• Problem: Restate all entries exactly.

• Data section:
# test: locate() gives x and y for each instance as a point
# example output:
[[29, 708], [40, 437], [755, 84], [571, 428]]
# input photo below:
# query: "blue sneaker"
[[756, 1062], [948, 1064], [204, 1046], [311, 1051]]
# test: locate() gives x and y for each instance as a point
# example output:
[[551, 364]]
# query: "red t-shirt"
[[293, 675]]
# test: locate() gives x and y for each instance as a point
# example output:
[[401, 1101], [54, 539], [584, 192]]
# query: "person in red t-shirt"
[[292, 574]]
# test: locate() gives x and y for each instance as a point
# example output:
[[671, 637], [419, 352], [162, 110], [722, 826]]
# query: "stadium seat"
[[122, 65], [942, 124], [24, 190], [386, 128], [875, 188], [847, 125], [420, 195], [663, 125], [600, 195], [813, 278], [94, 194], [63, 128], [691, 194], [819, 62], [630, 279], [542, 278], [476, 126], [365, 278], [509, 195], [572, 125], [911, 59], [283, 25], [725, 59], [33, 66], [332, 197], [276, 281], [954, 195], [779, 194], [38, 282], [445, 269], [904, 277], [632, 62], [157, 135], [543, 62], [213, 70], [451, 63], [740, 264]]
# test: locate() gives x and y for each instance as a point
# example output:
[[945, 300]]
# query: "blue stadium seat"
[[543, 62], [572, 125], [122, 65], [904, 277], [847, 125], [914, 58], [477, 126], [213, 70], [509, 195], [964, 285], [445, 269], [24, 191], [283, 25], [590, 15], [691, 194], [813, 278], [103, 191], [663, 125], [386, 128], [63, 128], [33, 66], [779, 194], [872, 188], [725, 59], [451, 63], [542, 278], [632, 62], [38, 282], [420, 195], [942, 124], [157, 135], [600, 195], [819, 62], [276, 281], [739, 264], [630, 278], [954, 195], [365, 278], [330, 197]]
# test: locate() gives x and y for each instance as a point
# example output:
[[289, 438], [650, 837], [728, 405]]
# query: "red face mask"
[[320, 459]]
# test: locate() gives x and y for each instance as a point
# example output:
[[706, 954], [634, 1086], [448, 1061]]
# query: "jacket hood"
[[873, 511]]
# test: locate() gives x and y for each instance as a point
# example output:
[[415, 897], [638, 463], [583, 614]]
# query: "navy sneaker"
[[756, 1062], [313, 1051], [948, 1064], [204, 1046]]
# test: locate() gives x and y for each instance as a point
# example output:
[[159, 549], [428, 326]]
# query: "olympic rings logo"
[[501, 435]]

• Problem solution:
# test: locate() gives x and y for each instance as a point
# example output:
[[29, 708], [40, 437], [755, 84], [571, 428]]
# input photo below:
# query: "blue sneaker"
[[756, 1062], [948, 1064], [204, 1046], [311, 1051]]
# test: locate() gives x and y for each instance as a point
# example output:
[[551, 364]]
# query: "red t-shirt"
[[293, 675]]
# test: locate() gives x and y for each instance as a point
# example output:
[[401, 1101], [54, 539], [584, 192]]
# query: "person in red t-shirt"
[[292, 574]]
# test: locate() gives x and y for each instance as a point
# example output:
[[671, 637], [419, 352], [162, 110], [722, 826]]
# query: "stadium seat"
[[122, 65], [942, 124], [24, 190], [386, 128], [875, 188], [847, 125], [420, 195], [663, 125], [600, 195], [813, 278], [94, 194], [63, 128], [691, 194], [819, 62], [630, 279], [542, 278], [476, 126], [365, 278], [509, 195], [572, 125], [911, 59], [283, 25], [725, 59], [33, 66], [332, 197], [276, 281], [954, 195], [779, 194], [38, 282], [445, 269], [904, 277], [632, 62], [157, 135], [543, 62], [213, 70], [451, 63], [740, 264]]
# test: locate() gives x and y for each instance as a point
# example output:
[[945, 300]]
# query: "blue stadium seat"
[[543, 62], [572, 125], [122, 65], [904, 277], [847, 125], [914, 58], [477, 126], [213, 70], [509, 195], [964, 285], [445, 269], [24, 191], [283, 25], [590, 15], [691, 194], [813, 278], [103, 191], [663, 125], [386, 128], [63, 128], [33, 66], [779, 194], [872, 188], [725, 59], [451, 63], [542, 278], [632, 62], [38, 282], [420, 195], [942, 124], [157, 135], [600, 195], [819, 62], [276, 281], [739, 264], [630, 278], [954, 195], [365, 278], [330, 197]]
# test: locate() gives x and y for each instance as a point
# example output:
[[289, 438], [650, 837], [728, 405]]
# query: "red face mask"
[[320, 459]]
# test: locate() gives x and y for each instance as a point
# example output:
[[706, 954], [634, 1086], [448, 1061]]
# query: "jacket hood"
[[873, 511]]
# test: locate() gives x and y for each instance as a point
# example output:
[[415, 897], [638, 463], [583, 614]]
# query: "navy sneaker"
[[756, 1062], [313, 1051], [948, 1064], [204, 1046]]
# test: locate() gives x and y for each instance as a point
# example output:
[[159, 549], [428, 326]]
# query: "olympic rings logo"
[[501, 435]]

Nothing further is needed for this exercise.